▸ **Verilen Malzeme**
-=-=-

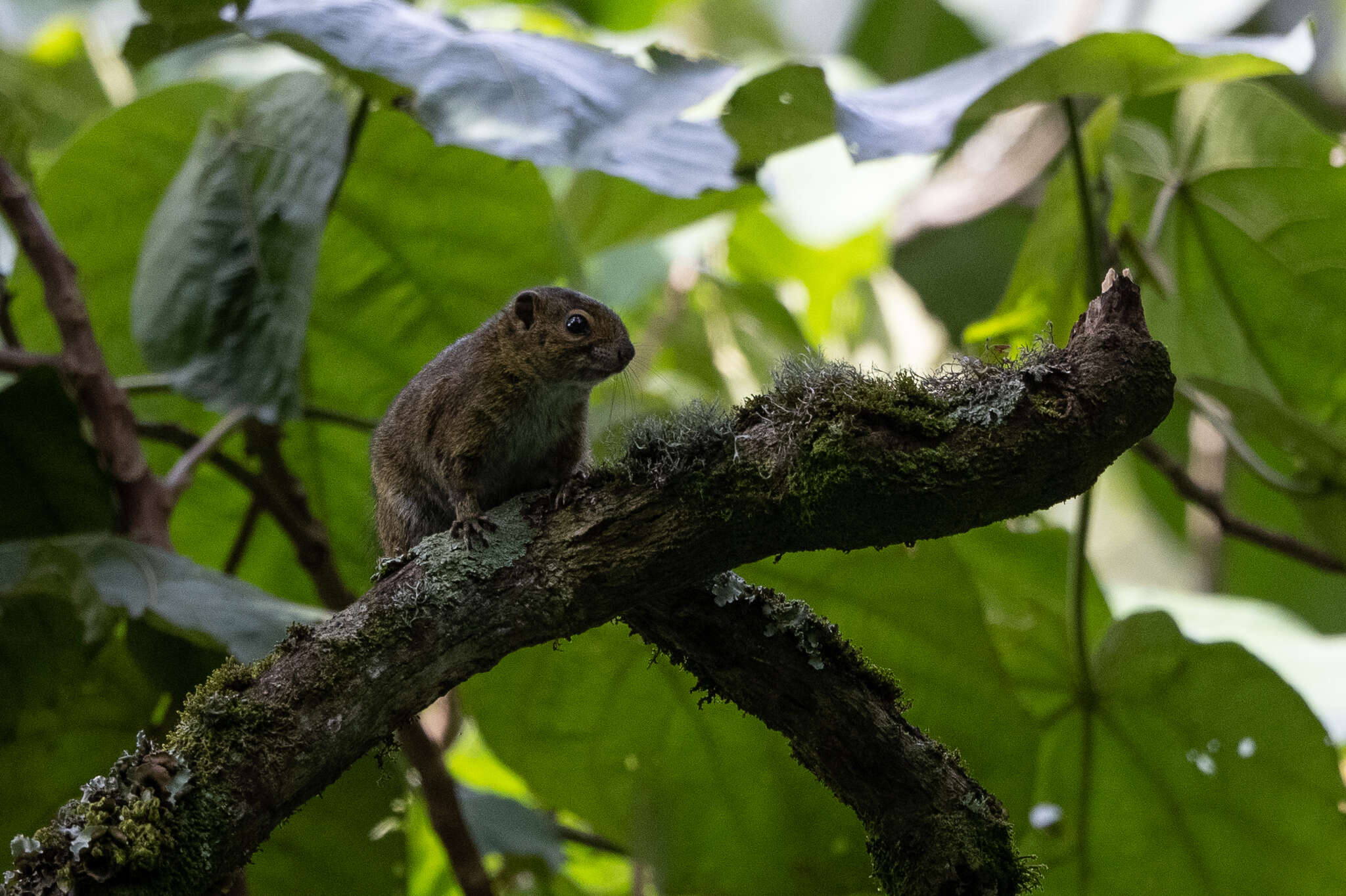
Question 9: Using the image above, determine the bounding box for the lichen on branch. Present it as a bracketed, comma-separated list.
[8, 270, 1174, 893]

-=-=-

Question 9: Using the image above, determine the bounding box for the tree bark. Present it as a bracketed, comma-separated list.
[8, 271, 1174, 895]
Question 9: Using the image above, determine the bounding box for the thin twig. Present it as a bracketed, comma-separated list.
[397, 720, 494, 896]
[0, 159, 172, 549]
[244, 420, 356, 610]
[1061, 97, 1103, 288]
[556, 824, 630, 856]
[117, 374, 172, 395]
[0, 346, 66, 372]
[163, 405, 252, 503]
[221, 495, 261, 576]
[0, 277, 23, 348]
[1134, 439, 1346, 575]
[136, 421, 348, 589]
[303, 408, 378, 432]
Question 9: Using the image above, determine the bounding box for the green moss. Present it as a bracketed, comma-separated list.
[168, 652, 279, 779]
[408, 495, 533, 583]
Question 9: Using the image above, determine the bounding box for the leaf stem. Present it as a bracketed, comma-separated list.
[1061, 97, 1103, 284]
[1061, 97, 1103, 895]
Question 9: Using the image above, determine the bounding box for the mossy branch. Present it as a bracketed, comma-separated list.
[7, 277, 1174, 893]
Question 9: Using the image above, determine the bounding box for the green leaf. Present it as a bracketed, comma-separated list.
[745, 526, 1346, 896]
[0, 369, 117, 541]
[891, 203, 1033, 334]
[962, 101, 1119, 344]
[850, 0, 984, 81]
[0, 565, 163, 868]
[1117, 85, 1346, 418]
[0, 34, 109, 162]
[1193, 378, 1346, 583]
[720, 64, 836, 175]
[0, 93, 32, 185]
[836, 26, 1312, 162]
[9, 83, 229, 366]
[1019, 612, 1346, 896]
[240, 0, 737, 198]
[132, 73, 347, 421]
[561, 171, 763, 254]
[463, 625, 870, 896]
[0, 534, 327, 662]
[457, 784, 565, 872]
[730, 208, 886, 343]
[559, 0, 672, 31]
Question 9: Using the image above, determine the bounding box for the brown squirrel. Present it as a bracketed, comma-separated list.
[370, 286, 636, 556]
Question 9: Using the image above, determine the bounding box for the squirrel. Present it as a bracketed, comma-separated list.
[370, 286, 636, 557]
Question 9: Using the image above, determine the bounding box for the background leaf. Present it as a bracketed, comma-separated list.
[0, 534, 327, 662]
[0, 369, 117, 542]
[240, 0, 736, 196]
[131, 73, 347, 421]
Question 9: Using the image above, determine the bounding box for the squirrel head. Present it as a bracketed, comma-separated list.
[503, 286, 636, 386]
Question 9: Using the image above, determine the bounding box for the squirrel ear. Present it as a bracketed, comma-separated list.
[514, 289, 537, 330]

-=-=-

▸ **Yapılacak İş**
Yukarıdaki kayıtlarda "for the background" ifadesini içeren satırla açılıp "[514, 289, 537, 330]" ifadesini içeren satırla kapanan bölümü, iki uç satır da dahil, her satırı ayrı bir dize olan bir JSON listesine dönüştürün. Boş satırları listeye almayın.

▸ **Çözülmüş Problem**
[
  "Question 9: Using the image above, determine the bounding box for the background leaf. Present it as a bracketed, comma-separated list.",
  "[0, 534, 327, 662]",
  "[0, 369, 117, 542]",
  "[240, 0, 736, 196]",
  "[131, 73, 347, 421]",
  "Question 9: Using the image above, determine the bounding box for the squirrel head. Present it as a bracketed, comma-separated list.",
  "[503, 286, 636, 386]",
  "Question 9: Using the image above, determine the bounding box for the squirrel ear. Present it as a bracketed, comma-separated list.",
  "[514, 289, 537, 330]"
]